-- EXTRACTED INFORMATION follows --
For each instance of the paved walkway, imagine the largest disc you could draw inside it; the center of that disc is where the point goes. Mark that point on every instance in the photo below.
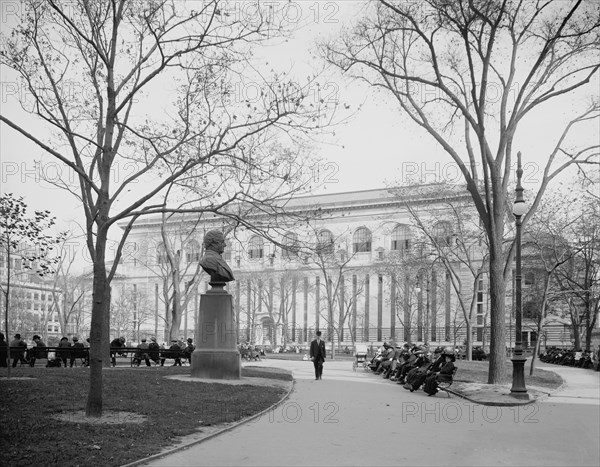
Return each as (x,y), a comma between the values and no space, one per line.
(357,418)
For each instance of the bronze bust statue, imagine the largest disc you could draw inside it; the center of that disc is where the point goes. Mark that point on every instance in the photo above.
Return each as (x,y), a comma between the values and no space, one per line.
(212,261)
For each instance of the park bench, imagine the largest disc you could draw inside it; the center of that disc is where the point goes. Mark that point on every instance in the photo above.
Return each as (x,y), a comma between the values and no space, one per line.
(445,385)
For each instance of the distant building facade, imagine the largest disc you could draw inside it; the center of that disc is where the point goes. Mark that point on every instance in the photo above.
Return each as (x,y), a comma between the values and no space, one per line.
(353,286)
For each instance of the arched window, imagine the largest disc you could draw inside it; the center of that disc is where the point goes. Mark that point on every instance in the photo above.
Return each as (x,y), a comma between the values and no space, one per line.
(442,233)
(256,249)
(290,245)
(325,242)
(161,254)
(400,238)
(362,240)
(192,251)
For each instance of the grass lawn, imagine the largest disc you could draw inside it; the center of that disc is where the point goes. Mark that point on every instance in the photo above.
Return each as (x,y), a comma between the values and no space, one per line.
(477,372)
(29,435)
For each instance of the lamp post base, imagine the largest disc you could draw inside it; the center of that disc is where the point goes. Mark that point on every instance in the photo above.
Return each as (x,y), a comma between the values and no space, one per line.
(518,389)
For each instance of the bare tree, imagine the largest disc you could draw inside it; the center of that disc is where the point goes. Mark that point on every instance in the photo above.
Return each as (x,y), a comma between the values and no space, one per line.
(481,68)
(155,99)
(578,221)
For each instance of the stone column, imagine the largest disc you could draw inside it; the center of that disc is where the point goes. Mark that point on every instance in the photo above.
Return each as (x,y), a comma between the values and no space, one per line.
(216,355)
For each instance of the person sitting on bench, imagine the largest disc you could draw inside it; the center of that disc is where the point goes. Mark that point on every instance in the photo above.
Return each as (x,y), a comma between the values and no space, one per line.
(142,352)
(174,352)
(445,374)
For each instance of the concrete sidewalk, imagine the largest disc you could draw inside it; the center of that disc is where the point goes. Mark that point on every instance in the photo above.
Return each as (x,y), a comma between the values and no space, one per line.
(357,418)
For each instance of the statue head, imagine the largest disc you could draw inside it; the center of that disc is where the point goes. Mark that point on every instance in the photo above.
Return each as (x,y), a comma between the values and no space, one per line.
(214,240)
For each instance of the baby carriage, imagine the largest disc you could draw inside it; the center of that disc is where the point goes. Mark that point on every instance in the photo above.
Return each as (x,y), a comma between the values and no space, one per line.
(53,360)
(360,356)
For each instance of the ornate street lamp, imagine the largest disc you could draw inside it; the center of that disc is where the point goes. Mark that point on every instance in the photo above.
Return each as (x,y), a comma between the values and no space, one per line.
(518,389)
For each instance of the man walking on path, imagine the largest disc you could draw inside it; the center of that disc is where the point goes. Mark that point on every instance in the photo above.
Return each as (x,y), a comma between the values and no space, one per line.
(317,354)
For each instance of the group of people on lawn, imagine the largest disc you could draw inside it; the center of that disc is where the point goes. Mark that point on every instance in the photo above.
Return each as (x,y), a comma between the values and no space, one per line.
(414,367)
(66,353)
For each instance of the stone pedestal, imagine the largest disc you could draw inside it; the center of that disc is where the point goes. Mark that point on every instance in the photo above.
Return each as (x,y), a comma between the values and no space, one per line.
(216,355)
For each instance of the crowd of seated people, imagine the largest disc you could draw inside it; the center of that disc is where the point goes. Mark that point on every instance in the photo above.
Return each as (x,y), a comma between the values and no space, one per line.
(414,366)
(571,357)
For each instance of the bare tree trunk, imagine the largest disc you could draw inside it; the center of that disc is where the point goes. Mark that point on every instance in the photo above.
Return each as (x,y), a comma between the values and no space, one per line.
(497,316)
(99,340)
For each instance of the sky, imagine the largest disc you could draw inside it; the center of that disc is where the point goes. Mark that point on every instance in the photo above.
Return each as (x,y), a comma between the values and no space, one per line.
(376,147)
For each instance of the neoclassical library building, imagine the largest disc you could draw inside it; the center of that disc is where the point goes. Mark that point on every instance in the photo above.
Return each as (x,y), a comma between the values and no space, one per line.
(365,269)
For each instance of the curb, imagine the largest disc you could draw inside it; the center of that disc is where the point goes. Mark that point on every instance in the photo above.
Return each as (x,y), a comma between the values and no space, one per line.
(543,396)
(225,429)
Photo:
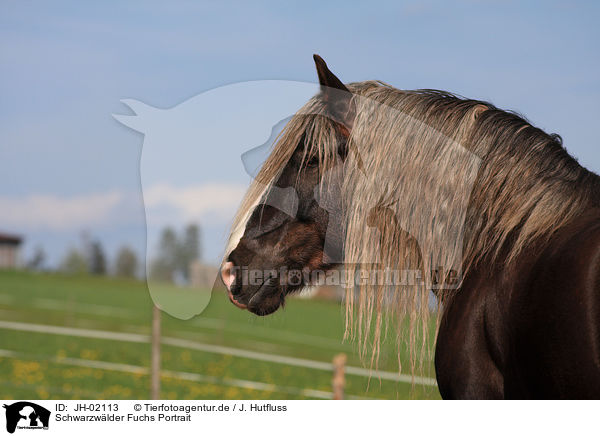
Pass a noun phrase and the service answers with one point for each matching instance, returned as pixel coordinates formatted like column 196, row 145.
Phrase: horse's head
column 282, row 246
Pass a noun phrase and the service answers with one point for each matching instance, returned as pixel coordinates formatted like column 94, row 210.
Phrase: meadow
column 84, row 337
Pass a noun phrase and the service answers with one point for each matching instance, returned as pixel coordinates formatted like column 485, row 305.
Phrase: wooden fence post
column 155, row 360
column 339, row 380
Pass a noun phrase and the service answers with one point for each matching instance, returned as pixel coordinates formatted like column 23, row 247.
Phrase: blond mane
column 453, row 182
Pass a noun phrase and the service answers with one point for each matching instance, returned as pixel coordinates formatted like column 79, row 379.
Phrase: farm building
column 9, row 250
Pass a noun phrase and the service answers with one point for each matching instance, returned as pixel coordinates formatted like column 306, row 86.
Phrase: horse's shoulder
column 576, row 246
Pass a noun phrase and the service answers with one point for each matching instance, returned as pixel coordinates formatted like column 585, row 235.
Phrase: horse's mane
column 483, row 181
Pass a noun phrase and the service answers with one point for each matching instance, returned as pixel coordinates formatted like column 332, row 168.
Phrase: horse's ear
column 337, row 96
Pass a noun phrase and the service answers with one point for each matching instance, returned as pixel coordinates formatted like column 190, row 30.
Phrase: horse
column 369, row 176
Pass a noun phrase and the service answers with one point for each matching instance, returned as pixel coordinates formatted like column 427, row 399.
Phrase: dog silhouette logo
column 26, row 415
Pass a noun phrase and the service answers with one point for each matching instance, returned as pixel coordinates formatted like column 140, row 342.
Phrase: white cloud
column 209, row 200
column 165, row 204
column 57, row 213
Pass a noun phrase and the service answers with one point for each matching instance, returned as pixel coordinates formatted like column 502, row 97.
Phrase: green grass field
column 42, row 364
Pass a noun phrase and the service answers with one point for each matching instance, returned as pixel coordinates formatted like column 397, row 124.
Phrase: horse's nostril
column 227, row 274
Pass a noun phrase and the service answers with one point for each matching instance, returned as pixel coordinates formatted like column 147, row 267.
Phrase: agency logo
column 26, row 415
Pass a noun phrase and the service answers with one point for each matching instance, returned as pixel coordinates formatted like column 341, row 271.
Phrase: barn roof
column 6, row 238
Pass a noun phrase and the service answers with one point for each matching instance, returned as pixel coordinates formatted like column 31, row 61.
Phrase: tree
column 97, row 259
column 164, row 265
column 126, row 264
column 189, row 249
column 74, row 262
column 176, row 253
column 38, row 259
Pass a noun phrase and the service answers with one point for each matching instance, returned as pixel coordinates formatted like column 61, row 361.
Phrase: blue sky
column 69, row 166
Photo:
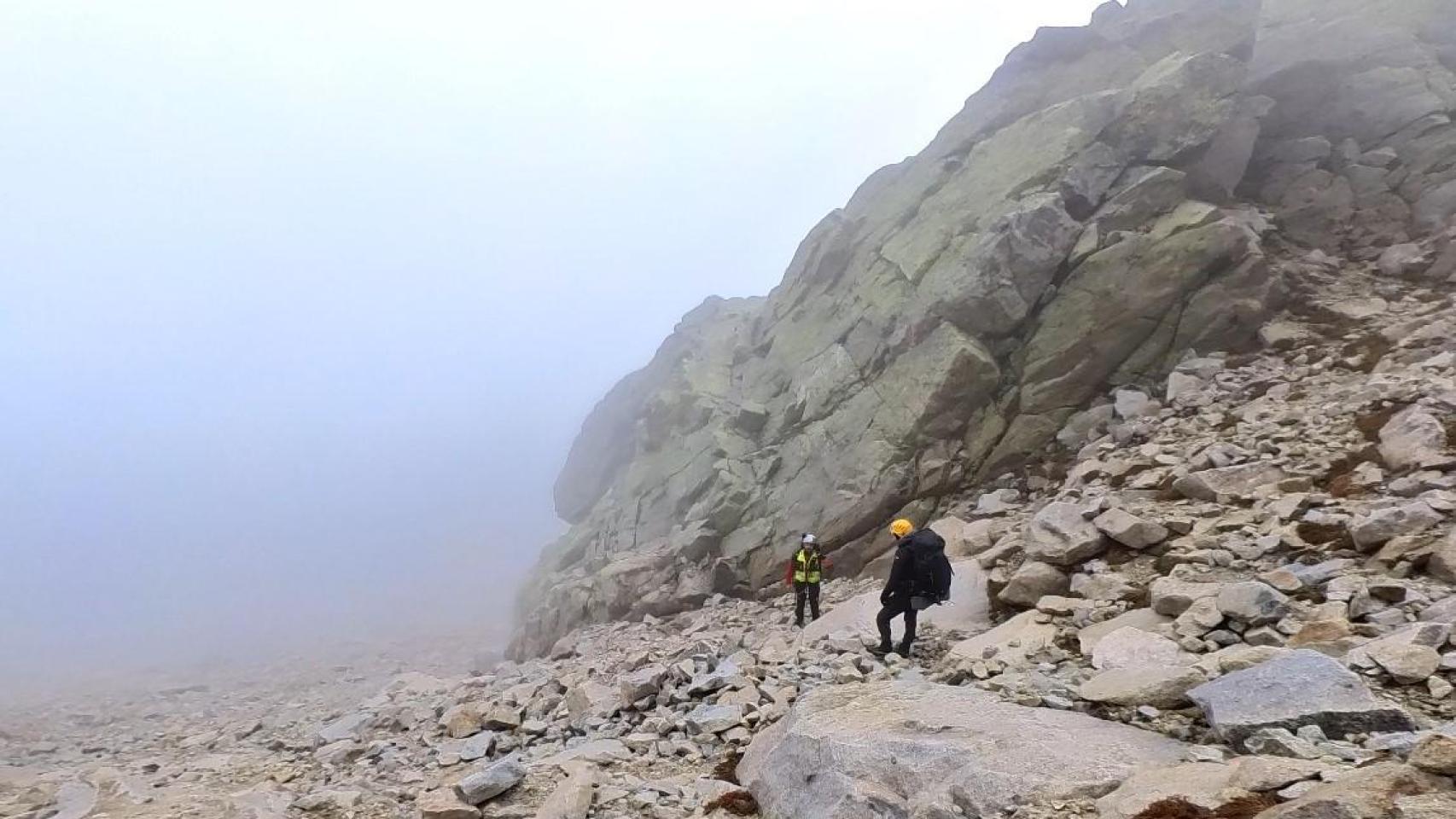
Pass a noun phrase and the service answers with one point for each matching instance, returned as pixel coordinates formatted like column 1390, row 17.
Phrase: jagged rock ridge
column 1114, row 197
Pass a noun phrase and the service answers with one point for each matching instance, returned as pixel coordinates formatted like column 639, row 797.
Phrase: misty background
column 303, row 303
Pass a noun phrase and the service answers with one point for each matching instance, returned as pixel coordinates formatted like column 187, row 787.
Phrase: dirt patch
column 1174, row 808
column 727, row 769
column 1179, row 808
column 734, row 804
column 1321, row 534
column 1371, row 424
column 1245, row 806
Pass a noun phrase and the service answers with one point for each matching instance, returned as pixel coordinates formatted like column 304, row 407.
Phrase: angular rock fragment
column 1301, row 688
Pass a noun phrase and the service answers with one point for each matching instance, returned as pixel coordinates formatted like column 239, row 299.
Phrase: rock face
column 906, row 748
column 1079, row 224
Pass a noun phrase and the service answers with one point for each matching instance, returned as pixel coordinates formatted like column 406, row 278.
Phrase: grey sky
column 301, row 303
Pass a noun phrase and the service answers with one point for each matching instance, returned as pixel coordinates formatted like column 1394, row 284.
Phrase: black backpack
column 932, row 571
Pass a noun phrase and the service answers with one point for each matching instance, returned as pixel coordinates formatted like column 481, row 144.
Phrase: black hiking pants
column 894, row 608
column 801, row 592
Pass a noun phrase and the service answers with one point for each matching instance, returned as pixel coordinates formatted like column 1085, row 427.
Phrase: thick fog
column 303, row 303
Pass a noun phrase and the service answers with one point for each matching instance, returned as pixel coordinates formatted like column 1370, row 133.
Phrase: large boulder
column 905, row 748
column 1412, row 439
column 1299, row 688
column 1366, row 793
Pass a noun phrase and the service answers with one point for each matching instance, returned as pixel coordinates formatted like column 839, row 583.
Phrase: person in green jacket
column 807, row 572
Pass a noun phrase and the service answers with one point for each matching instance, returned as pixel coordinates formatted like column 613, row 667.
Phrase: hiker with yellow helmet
column 896, row 598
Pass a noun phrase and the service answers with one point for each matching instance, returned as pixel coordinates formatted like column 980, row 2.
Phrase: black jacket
column 901, row 573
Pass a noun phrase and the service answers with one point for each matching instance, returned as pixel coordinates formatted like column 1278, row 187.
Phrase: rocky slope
column 1115, row 197
column 1231, row 598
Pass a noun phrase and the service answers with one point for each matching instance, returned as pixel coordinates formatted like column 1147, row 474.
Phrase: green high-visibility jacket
column 808, row 566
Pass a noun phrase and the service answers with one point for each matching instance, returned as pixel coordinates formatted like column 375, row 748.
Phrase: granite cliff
column 1115, row 197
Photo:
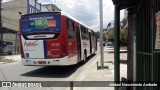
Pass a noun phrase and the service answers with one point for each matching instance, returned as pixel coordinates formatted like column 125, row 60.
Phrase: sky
column 86, row 11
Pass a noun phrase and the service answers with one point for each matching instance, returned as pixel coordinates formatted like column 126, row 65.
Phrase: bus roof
column 62, row 13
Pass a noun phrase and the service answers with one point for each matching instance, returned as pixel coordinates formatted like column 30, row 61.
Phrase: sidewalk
column 92, row 74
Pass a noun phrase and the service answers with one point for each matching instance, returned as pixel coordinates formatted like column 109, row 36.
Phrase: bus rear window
column 40, row 23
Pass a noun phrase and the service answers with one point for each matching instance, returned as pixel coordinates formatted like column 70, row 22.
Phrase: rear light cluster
column 56, row 52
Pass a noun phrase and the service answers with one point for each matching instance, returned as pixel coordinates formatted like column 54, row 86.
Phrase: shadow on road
column 55, row 71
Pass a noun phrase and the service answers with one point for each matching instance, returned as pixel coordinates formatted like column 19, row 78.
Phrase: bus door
column 78, row 43
column 72, row 48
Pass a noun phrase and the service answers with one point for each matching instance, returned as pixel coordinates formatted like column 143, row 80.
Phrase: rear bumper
column 49, row 62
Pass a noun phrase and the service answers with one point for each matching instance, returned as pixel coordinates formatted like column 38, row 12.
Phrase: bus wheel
column 84, row 57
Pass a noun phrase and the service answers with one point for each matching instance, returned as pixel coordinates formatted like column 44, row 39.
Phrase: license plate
column 41, row 62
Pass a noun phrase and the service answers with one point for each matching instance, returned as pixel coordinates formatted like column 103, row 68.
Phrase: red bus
-- EXTRACTED INFORMATION concluded --
_TASK INSTRUCTIONS_
Count every line of the material above that includes "people", giving the total without any other words.

_EXERCISE RESPONSE_
2